ACTION ITEM: Continue the passage on avoiding time traps from the point where it stops.

---------- STUDY TEXT

As a coaching psychologist, I often see my clients, workshop participants and students fall into this time trap. I recently wrote about some of the time awareness approaches I use to support people to become more aware of their time habits. I often encourage the following practices to help people be more intentional and avoid common time traps such as the Yes…Damn! Effect.
Recognise your time habits
First and foremost, we need to start by building an awareness of our time habits. When and how often do we fall into the Yes…Damn! time trap? Are there certain people or requests in our personal and professional lives that we have a hard time saying no to?
From RTÉ Radio 1, time management tips from executive coach Margaret Dorgan
As we pay attention to our habits, what commitments consistently feel like they steal our time away from what would truly make us feel productive and fulfilled?
One way to become more aware of our time habits is to track our time using a reflective time journal. This can help us to record and reflect on our time use patterns and identify our common time traps.
If we can recognise and document these patterns, we will become more aware when we are on the precipice of a time trap. And when we are aware that the time trap is occurring, we can use the following practices to maneuver intentionally.

--------------------
---------- SOURCE MATERIAL

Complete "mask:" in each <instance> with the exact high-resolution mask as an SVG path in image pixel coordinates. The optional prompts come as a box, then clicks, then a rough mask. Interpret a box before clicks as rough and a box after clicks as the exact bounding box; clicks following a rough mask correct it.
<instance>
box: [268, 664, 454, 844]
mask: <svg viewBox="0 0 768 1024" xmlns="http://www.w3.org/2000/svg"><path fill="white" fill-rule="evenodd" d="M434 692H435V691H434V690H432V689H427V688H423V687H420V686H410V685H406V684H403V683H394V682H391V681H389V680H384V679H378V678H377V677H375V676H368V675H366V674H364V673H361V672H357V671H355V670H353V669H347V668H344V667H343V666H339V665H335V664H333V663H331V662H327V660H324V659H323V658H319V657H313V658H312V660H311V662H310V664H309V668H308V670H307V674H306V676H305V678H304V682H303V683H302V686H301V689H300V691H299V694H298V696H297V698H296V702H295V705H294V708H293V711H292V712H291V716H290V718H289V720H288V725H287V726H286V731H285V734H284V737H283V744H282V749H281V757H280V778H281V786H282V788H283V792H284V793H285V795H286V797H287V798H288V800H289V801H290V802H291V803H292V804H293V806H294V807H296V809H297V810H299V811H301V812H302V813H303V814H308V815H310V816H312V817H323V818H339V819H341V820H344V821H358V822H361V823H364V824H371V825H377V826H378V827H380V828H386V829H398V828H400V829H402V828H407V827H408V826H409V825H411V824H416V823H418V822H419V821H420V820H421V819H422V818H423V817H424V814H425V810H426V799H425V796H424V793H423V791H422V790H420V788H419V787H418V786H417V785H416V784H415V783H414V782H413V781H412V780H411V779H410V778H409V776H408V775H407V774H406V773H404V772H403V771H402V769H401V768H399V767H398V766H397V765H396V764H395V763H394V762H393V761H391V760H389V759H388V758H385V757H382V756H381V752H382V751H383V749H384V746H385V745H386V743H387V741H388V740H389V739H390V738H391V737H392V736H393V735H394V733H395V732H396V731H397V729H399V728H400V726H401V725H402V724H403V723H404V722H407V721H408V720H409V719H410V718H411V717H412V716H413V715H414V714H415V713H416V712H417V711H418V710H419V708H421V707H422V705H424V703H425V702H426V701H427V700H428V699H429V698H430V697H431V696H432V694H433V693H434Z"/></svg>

--------------------

ANSWER SPACE:
Don't be so optimistic
This might be a strange message coming from a researcher and practitioner who specialises in wellbeing. However, in order to counteract the cognitive biases that make us believe we will have more time in the future, we need to match our optimism with some pragmatism.
We are often overly optimistic about how long it will take to complete a task or activity, which leads to us underestimating time durations. This is called the planning fallacy, and we can combat this cognitive bias by factoring buffer time into our schedules.
It often feels good to say yes and to plan things to look forward to
If we think a task will take two hours, it may be realistic to add an extra 15-30 minutes of buffer. If we think we could squeeze one more thing onto our to-do list, we might catch ourselves before optimistically committing that extra thing to the calendar.
Again, tracking our time can be useful here as it draws our attention to how much time tasks and events actually take up.
Pause before saying yes
In the present moment, there is a low cost to saying yes to a future commitment. In fact, it often feels good to say yes and to plan things to look forward to. However, a habit of saying yes without thinking twice has costs for our future selves and perpetuates the Yes…Damn! Effect.
Instead, we can build a habit of pausing before we commit to anything. During this pause, we can consider the following: Would I say yes if I was being asked to do this this week? Or: would I say yes if I was being asked to do this today?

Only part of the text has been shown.